---------- Task data ----------

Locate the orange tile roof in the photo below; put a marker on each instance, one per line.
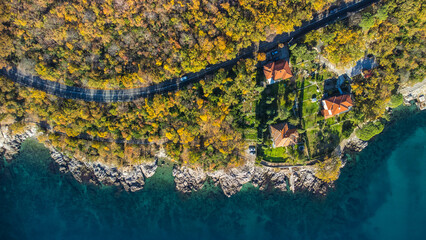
(277, 70)
(336, 105)
(283, 136)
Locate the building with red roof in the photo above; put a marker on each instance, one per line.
(336, 105)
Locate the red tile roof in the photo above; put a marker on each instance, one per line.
(336, 105)
(283, 136)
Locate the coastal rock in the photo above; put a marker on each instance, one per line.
(187, 179)
(10, 144)
(355, 145)
(129, 178)
(279, 180)
(305, 180)
(232, 181)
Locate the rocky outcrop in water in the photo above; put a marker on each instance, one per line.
(130, 178)
(133, 178)
(355, 145)
(232, 180)
(187, 179)
(10, 143)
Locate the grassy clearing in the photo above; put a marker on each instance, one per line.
(275, 154)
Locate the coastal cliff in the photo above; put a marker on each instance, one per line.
(132, 178)
(231, 180)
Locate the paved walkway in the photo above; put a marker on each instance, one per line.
(125, 95)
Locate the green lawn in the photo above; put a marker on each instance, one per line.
(275, 154)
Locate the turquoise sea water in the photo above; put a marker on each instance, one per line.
(381, 194)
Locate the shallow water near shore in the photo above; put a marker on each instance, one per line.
(381, 194)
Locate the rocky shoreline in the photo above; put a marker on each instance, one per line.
(132, 178)
(297, 178)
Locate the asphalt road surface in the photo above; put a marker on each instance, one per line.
(125, 95)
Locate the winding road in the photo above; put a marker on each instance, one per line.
(125, 95)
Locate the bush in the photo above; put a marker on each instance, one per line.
(370, 130)
(328, 170)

----------

** Description of the task **
Can you copy all of the rows above word for word and leave the picture out?

** Exercise answer **
Locate the orange tile roof in the photo below; put a marker on each instance, one per line.
(277, 70)
(336, 105)
(283, 136)
Locate the building with red roof in the photo above; put a marker on each instance, one per line.
(336, 105)
Locate the red tile roof in the photo above; put a marker on each instance, one per line.
(336, 105)
(283, 136)
Locate the coastal rock in the photo above; put a marker on each instance, one per line.
(187, 179)
(10, 144)
(355, 145)
(129, 178)
(279, 180)
(305, 180)
(232, 181)
Locate the rocky outcrop in water in the photo above; put a marker on each instance, one per line.
(130, 178)
(133, 178)
(355, 145)
(232, 180)
(187, 179)
(10, 143)
Locate the grassy clearing in the photo above; put a marker on each instance, one per line.
(275, 154)
Locate the coastal cliff in the photo above; put a marker on each instance, one per line.
(132, 178)
(231, 180)
Locate the paved walkway in the photo above; put a marker on each instance, one per line.
(125, 95)
Locate the green lawn in the photo above; put a marker on each instance, one per line.
(275, 154)
Locate the turquoise sea water in the photo above; put a marker on each instance, one per line.
(381, 194)
Locate the shallow water near shore in the photo above; put a marker on each instance, one per line.
(381, 194)
Locate the rocky shoreline in the photo above; put a marker on each instance, one per line.
(132, 178)
(297, 178)
Locate the asphalt road surface in the photo above; put a marker on each instance, one per line.
(125, 95)
Locate the winding road in the photo above; put a marker on each instance, one per line.
(125, 95)
Locate the bush in the photo above; put a marker on each instance, one per line.
(370, 130)
(328, 170)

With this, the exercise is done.